● DETTAGLI DEL PROBLEMA
Per favore, trasforma in un elenco numerato il tratto che va dalla riga contenente "In this exercise you will annotate the concrete" fino all'ultima riga del materiale, escludendo le righe vuote.

──────── MATERIALE DEL COMPITO

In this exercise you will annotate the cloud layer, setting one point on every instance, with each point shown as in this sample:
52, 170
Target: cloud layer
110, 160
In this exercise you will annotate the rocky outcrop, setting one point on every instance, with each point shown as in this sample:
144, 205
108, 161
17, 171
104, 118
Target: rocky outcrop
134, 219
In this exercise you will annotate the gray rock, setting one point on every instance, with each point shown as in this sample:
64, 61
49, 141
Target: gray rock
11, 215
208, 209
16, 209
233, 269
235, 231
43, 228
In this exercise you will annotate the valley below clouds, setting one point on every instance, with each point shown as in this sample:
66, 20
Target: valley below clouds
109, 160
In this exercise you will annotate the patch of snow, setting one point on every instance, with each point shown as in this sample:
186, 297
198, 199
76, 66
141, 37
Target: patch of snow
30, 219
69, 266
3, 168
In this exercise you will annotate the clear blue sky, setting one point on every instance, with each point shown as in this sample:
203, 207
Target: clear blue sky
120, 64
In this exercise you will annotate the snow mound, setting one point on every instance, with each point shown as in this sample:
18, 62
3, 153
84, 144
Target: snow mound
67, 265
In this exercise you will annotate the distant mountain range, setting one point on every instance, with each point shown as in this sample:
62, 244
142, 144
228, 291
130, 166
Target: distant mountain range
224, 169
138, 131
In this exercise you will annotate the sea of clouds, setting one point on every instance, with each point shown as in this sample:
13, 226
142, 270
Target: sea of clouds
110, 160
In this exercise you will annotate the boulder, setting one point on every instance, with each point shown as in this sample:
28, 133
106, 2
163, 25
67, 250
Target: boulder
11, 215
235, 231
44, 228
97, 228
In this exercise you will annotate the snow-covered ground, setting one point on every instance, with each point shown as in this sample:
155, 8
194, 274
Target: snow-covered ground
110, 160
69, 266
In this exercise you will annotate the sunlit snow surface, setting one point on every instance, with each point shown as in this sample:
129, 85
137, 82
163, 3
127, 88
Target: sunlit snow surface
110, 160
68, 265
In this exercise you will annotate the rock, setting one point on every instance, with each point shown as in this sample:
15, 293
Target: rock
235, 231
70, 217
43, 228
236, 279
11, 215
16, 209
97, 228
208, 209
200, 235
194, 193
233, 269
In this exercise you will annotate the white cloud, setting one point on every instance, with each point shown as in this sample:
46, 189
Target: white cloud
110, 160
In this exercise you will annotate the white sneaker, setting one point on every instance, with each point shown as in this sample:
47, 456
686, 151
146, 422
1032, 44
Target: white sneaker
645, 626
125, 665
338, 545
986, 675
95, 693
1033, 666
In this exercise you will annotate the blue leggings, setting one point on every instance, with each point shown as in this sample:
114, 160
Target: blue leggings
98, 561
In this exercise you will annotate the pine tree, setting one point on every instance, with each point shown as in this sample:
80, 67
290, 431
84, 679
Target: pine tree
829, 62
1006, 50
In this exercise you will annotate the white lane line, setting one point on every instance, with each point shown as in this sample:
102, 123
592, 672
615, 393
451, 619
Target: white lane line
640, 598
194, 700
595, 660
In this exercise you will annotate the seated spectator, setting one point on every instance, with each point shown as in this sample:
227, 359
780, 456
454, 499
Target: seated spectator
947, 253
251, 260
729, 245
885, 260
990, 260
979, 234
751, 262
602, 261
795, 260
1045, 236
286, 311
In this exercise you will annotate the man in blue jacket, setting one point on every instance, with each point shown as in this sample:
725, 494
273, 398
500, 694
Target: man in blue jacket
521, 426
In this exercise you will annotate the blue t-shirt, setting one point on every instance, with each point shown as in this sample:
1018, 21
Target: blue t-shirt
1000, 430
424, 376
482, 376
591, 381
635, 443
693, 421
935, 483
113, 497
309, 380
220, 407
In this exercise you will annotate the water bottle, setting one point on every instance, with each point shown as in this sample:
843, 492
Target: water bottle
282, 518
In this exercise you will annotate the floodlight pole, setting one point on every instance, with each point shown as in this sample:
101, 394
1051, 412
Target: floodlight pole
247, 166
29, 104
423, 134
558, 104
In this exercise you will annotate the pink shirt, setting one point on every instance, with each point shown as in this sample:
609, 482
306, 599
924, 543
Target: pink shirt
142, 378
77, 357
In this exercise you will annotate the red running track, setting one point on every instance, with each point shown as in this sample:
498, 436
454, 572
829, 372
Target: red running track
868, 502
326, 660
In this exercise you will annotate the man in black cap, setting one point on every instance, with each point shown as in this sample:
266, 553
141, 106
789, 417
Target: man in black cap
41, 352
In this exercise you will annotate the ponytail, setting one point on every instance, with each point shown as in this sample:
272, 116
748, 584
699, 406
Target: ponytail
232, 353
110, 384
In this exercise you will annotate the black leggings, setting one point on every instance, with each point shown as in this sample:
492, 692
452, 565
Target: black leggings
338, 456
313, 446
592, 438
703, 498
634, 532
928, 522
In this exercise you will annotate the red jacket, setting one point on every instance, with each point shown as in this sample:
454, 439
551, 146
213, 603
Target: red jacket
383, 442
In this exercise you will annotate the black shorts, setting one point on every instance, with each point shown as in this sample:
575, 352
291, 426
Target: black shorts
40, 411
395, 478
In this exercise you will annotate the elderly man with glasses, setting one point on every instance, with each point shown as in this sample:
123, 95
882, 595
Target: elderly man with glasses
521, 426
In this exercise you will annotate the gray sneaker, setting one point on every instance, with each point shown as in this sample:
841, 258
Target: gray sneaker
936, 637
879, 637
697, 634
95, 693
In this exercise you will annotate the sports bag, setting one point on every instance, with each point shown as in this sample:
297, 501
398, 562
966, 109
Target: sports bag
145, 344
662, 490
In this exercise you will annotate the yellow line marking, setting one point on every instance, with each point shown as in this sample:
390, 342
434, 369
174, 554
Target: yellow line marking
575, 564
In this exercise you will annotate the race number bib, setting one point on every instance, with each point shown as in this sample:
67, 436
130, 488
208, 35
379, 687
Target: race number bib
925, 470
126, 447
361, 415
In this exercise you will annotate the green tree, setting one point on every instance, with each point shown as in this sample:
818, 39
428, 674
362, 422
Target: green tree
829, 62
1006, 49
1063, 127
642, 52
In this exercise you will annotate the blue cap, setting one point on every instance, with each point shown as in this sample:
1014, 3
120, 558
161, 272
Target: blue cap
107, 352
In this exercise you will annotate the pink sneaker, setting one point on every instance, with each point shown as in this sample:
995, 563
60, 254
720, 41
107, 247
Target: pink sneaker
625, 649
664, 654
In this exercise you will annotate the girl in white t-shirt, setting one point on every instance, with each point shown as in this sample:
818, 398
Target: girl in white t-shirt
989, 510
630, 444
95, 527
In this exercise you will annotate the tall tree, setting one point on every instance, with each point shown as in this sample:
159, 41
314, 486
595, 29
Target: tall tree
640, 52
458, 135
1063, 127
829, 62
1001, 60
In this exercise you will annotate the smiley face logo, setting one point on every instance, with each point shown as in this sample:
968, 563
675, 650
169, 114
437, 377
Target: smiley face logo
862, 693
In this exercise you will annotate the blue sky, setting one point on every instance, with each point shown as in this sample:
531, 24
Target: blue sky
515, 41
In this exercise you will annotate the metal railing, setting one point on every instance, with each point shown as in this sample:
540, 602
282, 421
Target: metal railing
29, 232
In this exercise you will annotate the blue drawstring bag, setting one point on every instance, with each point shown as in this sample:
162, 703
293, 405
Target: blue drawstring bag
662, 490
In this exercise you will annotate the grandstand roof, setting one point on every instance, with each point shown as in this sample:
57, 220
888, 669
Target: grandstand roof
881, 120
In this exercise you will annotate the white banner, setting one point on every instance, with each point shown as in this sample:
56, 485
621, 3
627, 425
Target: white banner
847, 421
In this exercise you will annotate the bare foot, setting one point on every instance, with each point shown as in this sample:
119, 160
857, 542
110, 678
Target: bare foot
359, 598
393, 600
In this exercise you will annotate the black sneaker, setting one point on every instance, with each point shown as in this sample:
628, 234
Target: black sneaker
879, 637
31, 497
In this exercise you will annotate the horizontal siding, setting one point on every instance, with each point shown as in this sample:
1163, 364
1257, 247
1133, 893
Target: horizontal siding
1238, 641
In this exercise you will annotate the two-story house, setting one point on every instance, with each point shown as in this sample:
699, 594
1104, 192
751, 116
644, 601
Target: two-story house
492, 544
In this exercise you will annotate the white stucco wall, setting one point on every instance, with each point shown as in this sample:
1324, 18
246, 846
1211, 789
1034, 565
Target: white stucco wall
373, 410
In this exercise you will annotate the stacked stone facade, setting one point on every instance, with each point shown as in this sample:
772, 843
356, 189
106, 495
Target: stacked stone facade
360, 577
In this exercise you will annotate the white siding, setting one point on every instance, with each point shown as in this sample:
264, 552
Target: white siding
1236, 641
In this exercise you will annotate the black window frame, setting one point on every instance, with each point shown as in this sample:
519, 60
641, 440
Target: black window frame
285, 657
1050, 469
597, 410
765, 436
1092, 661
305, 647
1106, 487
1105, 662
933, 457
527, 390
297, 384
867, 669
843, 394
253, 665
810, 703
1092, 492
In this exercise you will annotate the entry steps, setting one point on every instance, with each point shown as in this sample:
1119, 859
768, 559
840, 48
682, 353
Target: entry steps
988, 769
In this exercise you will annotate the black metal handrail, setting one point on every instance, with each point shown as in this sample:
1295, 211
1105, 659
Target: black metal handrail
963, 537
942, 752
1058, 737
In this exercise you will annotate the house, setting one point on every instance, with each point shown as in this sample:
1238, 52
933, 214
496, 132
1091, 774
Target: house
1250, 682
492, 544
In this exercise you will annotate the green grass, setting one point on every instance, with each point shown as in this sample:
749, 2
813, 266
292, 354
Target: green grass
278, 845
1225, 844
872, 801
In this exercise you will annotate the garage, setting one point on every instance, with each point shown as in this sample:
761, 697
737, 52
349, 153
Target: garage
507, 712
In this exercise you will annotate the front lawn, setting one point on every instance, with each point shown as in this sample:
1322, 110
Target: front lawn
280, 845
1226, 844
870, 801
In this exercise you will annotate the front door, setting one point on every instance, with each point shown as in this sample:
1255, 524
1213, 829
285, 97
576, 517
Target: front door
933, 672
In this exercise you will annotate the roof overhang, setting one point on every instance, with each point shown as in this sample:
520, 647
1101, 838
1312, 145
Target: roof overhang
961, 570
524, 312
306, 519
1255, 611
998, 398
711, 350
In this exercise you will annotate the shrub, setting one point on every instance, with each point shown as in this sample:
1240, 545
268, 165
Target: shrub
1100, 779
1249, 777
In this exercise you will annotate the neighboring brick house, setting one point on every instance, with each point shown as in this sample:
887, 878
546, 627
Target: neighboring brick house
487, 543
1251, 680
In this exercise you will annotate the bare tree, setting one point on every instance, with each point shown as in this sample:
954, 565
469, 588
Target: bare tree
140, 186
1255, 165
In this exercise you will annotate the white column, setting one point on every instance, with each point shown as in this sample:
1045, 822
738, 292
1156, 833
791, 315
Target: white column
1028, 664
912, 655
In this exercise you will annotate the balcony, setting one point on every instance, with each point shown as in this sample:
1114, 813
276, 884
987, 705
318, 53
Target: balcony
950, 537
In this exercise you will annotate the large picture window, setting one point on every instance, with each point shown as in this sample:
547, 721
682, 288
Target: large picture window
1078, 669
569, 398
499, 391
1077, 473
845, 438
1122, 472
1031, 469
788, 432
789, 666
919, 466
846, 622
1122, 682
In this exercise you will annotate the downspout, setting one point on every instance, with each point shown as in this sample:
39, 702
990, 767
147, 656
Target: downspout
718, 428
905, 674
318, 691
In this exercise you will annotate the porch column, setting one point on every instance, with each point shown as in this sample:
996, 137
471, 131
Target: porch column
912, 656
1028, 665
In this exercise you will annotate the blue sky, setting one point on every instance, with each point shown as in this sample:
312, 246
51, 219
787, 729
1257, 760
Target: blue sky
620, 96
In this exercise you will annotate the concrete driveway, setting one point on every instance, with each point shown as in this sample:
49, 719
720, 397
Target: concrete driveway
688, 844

────────────────

● LA SOLUZIONE
1. In this exercise you will annotate the concrete driveway, setting one point on every instance, with each point shown as in this sample:
2. 49, 719
3. 720, 397
4. Target: concrete driveway
5. 688, 844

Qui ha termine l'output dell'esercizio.